↓↓↓
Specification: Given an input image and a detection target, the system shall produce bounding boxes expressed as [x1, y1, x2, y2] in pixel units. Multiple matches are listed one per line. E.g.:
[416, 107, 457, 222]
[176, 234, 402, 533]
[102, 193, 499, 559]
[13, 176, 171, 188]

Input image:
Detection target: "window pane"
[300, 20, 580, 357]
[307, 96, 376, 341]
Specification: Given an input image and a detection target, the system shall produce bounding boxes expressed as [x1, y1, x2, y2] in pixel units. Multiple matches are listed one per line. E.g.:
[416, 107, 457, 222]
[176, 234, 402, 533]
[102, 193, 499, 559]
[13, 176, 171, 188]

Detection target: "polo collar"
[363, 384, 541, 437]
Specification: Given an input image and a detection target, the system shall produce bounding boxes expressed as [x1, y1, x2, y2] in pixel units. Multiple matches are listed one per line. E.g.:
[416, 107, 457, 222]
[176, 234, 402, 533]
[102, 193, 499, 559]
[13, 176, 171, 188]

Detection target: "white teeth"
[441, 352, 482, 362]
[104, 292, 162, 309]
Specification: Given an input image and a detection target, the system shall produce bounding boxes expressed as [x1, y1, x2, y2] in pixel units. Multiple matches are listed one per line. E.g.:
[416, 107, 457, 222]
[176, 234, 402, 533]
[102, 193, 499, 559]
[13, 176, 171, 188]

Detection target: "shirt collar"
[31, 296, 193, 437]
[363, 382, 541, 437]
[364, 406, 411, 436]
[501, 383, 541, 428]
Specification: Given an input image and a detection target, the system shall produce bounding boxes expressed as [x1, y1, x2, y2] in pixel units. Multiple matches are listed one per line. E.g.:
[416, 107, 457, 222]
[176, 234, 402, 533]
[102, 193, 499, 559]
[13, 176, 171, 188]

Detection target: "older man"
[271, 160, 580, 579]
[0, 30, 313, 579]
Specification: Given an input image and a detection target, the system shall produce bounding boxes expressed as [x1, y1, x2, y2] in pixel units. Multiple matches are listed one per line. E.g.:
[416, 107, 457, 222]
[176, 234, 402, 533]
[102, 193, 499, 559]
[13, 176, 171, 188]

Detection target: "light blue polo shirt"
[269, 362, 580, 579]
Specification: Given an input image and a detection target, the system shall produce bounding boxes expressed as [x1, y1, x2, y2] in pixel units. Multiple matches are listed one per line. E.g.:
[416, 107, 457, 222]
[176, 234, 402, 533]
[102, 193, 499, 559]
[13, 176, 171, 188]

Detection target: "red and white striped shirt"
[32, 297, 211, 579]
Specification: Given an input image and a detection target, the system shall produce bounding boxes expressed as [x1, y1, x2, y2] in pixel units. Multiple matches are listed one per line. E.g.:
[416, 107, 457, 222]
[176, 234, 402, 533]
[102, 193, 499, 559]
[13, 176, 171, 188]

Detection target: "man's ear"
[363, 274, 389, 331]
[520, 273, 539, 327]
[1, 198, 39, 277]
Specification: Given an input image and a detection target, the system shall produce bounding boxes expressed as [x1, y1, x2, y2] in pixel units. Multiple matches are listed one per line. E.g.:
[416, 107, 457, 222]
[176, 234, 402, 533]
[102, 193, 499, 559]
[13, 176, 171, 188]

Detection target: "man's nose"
↑↑↑
Aim of the exercise. Would you retype all of the lines shown above, exactly as given?

Exercise answer.
Specification: Given an input image and a detection target, the system shall produce bounding boxes expressed as [x1, y1, x2, y2] in pixel units. Multiple matches are listed one per line. E.g.:
[416, 107, 457, 222]
[176, 234, 402, 533]
[102, 193, 499, 559]
[13, 176, 171, 188]

Input image:
Detection target: "window pane"
[300, 20, 580, 357]
[307, 96, 376, 341]
Specification: Given an input image and a detection target, the system shall produce bounding boxes expressed as [x1, y1, x2, y2] in pixel units. Multiple matches are listed one per line. E.g.:
[416, 107, 457, 222]
[176, 234, 402, 533]
[102, 193, 499, 559]
[13, 176, 171, 188]

Detection target: "polo collar"
[363, 384, 541, 437]
Specification: Given an input image and a detection target, the system shall produce bounding boxes expressed as [x1, y1, x2, y2] in pixel units. Multiple matches are listed one per line. E.g.:
[416, 107, 457, 222]
[176, 234, 402, 533]
[102, 193, 499, 559]
[13, 176, 171, 188]

Detection target: "white teeth"
[441, 352, 482, 362]
[104, 292, 162, 309]
Specification: Given an input image and a detection target, the system shall produce bounding boxes expressed as [x1, y1, x2, y2] in pixel units. Multiple matches are listed one per line. E.g.:
[416, 107, 457, 222]
[176, 234, 402, 533]
[102, 193, 499, 559]
[13, 176, 171, 188]

Detection target: "shirt collar"
[31, 296, 193, 437]
[363, 382, 541, 437]
[364, 406, 411, 436]
[501, 383, 541, 428]
Specification: Given an input image and a detection target, the system shall produce bounding boxes expressed as [x1, y1, x2, y2] in pixel units. Multiple matches are listed one per line. E.g.:
[416, 107, 457, 222]
[176, 234, 402, 533]
[102, 193, 499, 559]
[13, 176, 171, 188]

Detection target: "older man"
[271, 160, 580, 579]
[0, 30, 313, 579]
Specification: Given an input image and a detection target, the system shall produce bounding boxes expressed as [x1, y1, x2, y2] in pixel units. Multiple matches are listed one per line. E.g.:
[416, 107, 457, 222]
[176, 234, 402, 533]
[102, 193, 499, 559]
[13, 176, 171, 188]

Detection target: "light blue polo shirt"
[269, 362, 580, 579]
Specification: Given an input image and a detection target, the system shall produce bounding boxes expressed as [x1, y1, x2, y2] in pixel units. Multiple matches are listed one per line. E.g.:
[416, 107, 457, 222]
[176, 234, 402, 533]
[102, 193, 499, 559]
[13, 176, 171, 188]

Detection target: "red and white striped shirt"
[32, 297, 211, 579]
Specification: Given an input image and a detection target, the system shall produce bounding boxes expressed as [x1, y1, x2, y2] in pixel units. Multiple matches are listed one per line. E.g.:
[416, 107, 457, 222]
[176, 234, 402, 533]
[102, 193, 499, 559]
[13, 176, 171, 188]

Detection target: "man's ear"
[363, 274, 389, 331]
[520, 273, 539, 327]
[1, 198, 39, 277]
Specification: Given an input image and a detection target, the system shall produce bounding boxes expressed as [x1, y1, x2, y2] in pixel units. Multiple matches are listed one per line. E.g.:
[416, 107, 457, 222]
[176, 234, 402, 533]
[102, 193, 499, 559]
[13, 176, 171, 188]

Detection target: "man's nose"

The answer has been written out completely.